Across all entries below, how many lines include "target"? Only the number, please.

-- Material to process follows --

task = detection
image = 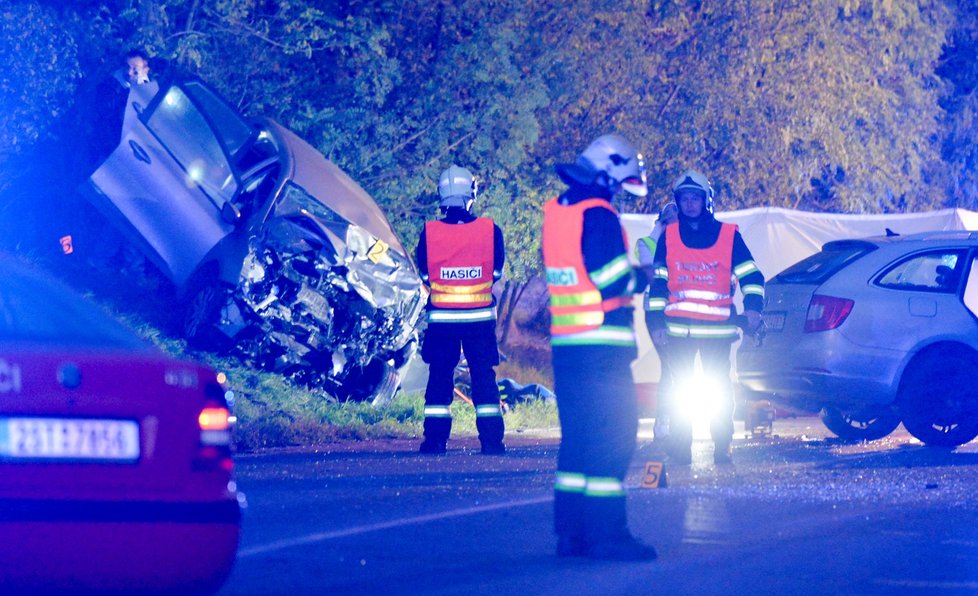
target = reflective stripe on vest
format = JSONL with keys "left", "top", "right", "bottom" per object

{"left": 476, "top": 403, "right": 502, "bottom": 417}
{"left": 542, "top": 197, "right": 633, "bottom": 336}
{"left": 635, "top": 235, "right": 657, "bottom": 263}
{"left": 550, "top": 325, "right": 635, "bottom": 347}
{"left": 424, "top": 405, "right": 452, "bottom": 418}
{"left": 427, "top": 307, "right": 496, "bottom": 323}
{"left": 665, "top": 222, "right": 736, "bottom": 321}
{"left": 666, "top": 320, "right": 739, "bottom": 339}
{"left": 426, "top": 218, "right": 494, "bottom": 309}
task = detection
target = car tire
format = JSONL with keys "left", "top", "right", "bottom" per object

{"left": 818, "top": 405, "right": 901, "bottom": 442}
{"left": 898, "top": 348, "right": 978, "bottom": 448}
{"left": 335, "top": 358, "right": 401, "bottom": 406}
{"left": 184, "top": 283, "right": 233, "bottom": 351}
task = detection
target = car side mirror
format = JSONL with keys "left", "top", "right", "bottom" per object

{"left": 221, "top": 202, "right": 242, "bottom": 225}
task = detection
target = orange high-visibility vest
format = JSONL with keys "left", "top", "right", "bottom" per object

{"left": 425, "top": 218, "right": 494, "bottom": 309}
{"left": 665, "top": 222, "right": 736, "bottom": 321}
{"left": 542, "top": 198, "right": 631, "bottom": 335}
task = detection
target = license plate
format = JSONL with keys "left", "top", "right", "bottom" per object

{"left": 0, "top": 417, "right": 140, "bottom": 462}
{"left": 764, "top": 311, "right": 786, "bottom": 332}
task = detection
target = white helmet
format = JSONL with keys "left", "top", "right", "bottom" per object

{"left": 672, "top": 169, "right": 715, "bottom": 213}
{"left": 556, "top": 134, "right": 648, "bottom": 197}
{"left": 438, "top": 165, "right": 477, "bottom": 210}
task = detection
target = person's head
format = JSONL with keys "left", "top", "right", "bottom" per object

{"left": 438, "top": 165, "right": 477, "bottom": 212}
{"left": 671, "top": 169, "right": 714, "bottom": 223}
{"left": 657, "top": 202, "right": 679, "bottom": 225}
{"left": 125, "top": 49, "right": 151, "bottom": 86}
{"left": 556, "top": 134, "right": 648, "bottom": 199}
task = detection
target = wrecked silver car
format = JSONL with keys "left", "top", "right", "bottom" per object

{"left": 83, "top": 78, "right": 426, "bottom": 404}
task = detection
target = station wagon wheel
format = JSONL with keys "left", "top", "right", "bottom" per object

{"left": 898, "top": 348, "right": 978, "bottom": 448}
{"left": 818, "top": 406, "right": 901, "bottom": 442}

-- Material to process concluded --

> Answer to the problem
9